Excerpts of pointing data
/---

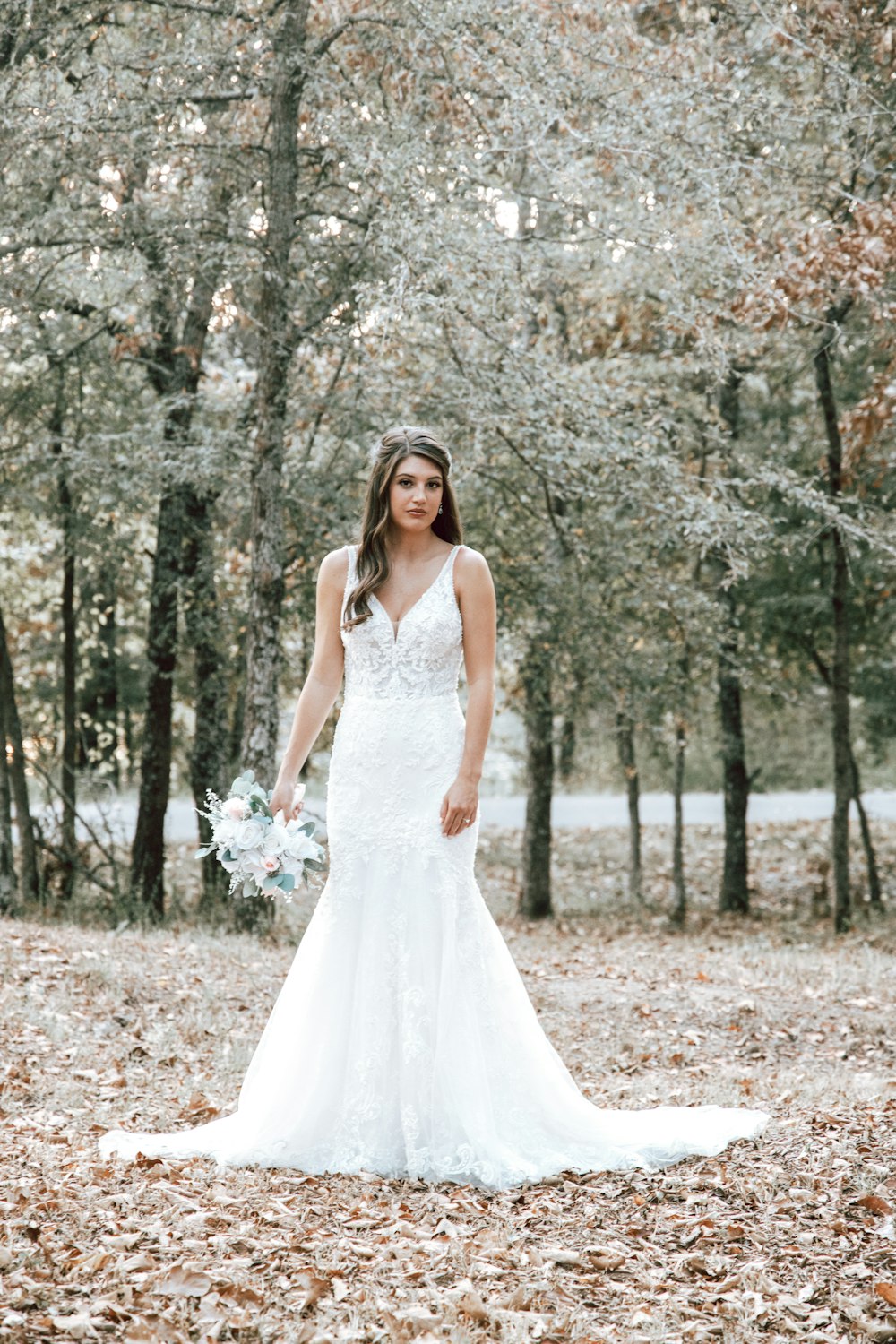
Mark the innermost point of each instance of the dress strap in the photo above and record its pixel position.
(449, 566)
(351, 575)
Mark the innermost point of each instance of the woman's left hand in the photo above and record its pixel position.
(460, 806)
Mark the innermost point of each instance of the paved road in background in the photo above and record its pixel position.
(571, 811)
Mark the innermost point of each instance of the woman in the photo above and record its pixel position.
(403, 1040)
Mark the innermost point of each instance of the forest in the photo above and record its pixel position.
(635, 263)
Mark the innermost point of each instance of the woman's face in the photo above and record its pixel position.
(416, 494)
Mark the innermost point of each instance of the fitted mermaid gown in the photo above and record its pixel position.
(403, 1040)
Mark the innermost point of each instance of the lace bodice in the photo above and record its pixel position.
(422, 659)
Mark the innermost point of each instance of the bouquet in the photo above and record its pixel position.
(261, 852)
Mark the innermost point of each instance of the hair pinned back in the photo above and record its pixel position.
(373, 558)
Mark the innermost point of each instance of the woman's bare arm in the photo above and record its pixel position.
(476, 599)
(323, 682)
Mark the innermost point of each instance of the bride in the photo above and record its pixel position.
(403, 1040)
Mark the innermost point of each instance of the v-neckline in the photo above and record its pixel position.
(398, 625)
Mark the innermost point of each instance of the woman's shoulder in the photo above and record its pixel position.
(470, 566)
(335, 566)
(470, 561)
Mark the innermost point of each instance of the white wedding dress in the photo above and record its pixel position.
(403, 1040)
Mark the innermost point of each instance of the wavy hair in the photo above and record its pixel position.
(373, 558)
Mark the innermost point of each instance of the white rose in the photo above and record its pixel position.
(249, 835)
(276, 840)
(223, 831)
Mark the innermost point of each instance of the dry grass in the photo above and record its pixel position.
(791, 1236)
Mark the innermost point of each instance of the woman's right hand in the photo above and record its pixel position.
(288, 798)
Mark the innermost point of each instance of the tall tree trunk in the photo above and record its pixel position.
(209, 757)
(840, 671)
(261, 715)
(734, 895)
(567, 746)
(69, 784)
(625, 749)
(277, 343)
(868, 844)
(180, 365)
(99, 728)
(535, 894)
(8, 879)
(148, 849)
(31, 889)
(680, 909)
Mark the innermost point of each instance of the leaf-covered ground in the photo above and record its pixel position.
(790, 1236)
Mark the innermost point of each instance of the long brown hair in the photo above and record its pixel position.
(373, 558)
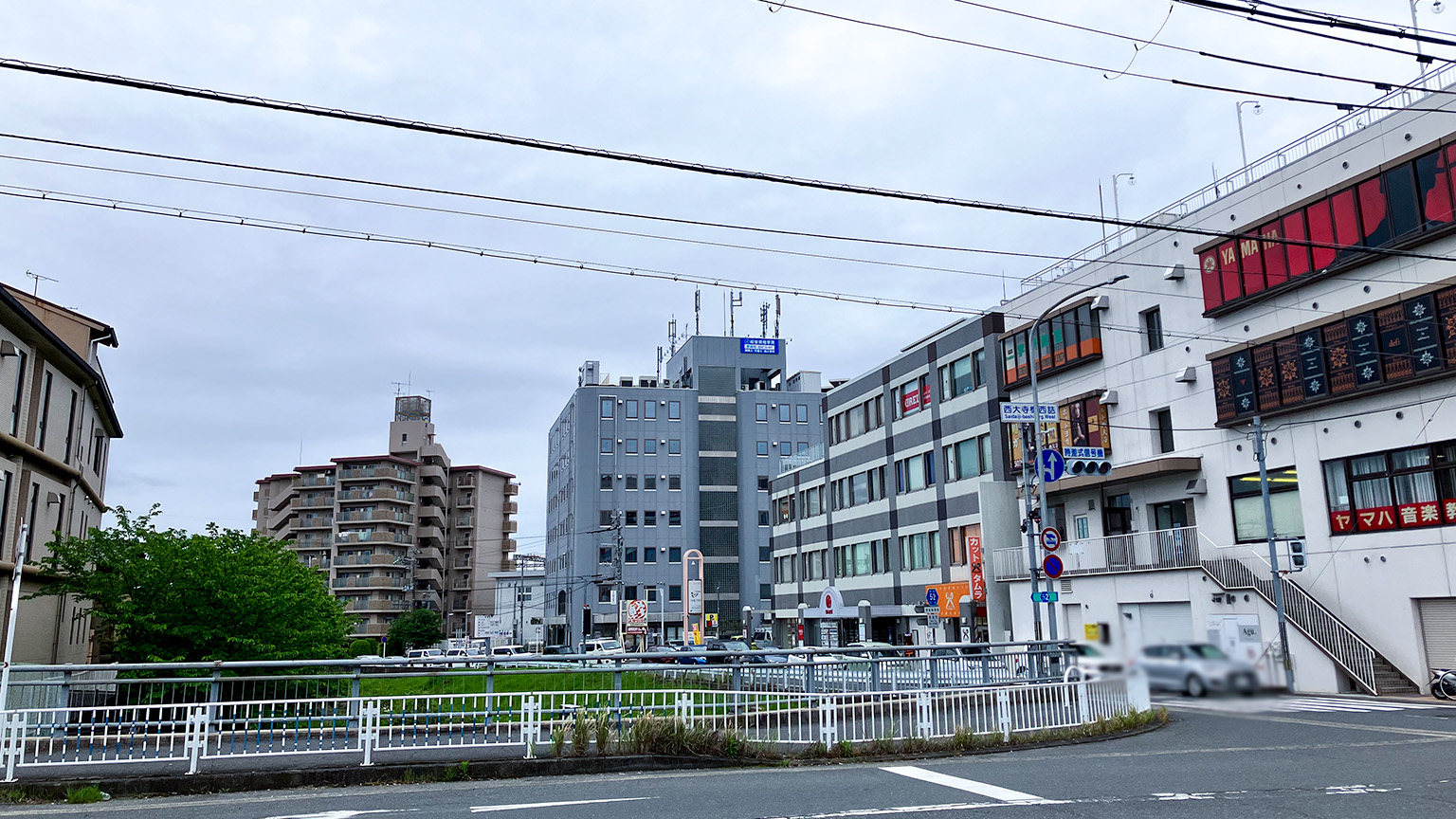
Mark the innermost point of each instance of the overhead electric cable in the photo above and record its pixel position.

\---

From the entries above, output every line exactly and omit any image.

#### Exercise response:
Mark the innermost point of each instance of the dress strap in the photo above and record its pixel position.
(449, 566)
(351, 575)
Mark the innermost point of each instance of the woman's left hand in the photo above and record its pixel position.
(460, 806)
Mark the innermost point of each instance of the paved road in background in the photo above and record its pixel position.
(571, 811)
Mark the innermost point of each instance of the woman in the photo above and record its pixel position.
(403, 1040)
Mark the innermost point of each instance of the forest in the photo above and record its pixel position.
(635, 263)
Mark the innermost point of each instance of the woman's face in the photo above and record its pixel position.
(416, 494)
Mark the innermost point of each instance of the fitted mermaid gown in the photo above and record its pixel position.
(403, 1040)
Mark the innermost point of each instance of the lace bodice in the photo above and record its pixel position.
(422, 659)
Mark the innermost point of each instance of the bouquet in the photo above and record its pixel position.
(261, 852)
Mark the innermost point of each instance of the hair pinned back in the photo above and record its pixel position.
(373, 558)
Mark the innermost point of each instance of the woman's bare arm in the photo above and record its pixel position.
(476, 599)
(323, 682)
Mark the innermost point of each instance of the bride in the photo above and record its pixel position.
(403, 1040)
Mark the innermost point of each instance of the v-neckline in the photo above and record its pixel position.
(398, 625)
Mark the innermost point of each instance of the woman's shoulder in the photo above and record its pixel position.
(470, 566)
(335, 566)
(470, 561)
Mark the innermost point of each instance of the white wedding dress in the photo above and record its pixel position.
(403, 1040)
Mark the innermost point of each instance of the wavy hair in the photo above and record its pixel position.
(373, 558)
Mark the innermost point of each instance of the white rose in the photo above and record its pixel position.
(249, 835)
(276, 840)
(223, 831)
Mark the innermost point of each instance of the dry grass in the photo above and record its pixel position.
(791, 1236)
Mark the innermost point of each instance of the woman's right hand in the photo above and record its pixel position.
(288, 798)
Mark the innermost point of each instance of the tall tree trunk in the photo above and record its pixel position.
(209, 757)
(840, 671)
(261, 715)
(734, 895)
(567, 746)
(69, 784)
(625, 749)
(277, 343)
(868, 844)
(180, 365)
(99, 728)
(535, 894)
(8, 879)
(148, 849)
(31, 889)
(680, 909)
Mark the innermost point of each instance of the leaf-covered ground in the photo above and record its pixel position.
(790, 1236)
Mark the innermost point of each instance of the long brown hair in the photo above and record its pixel position.
(373, 558)
Mark the innermost point of each instance of the overhead electric cable in the photo above and record its pixel position.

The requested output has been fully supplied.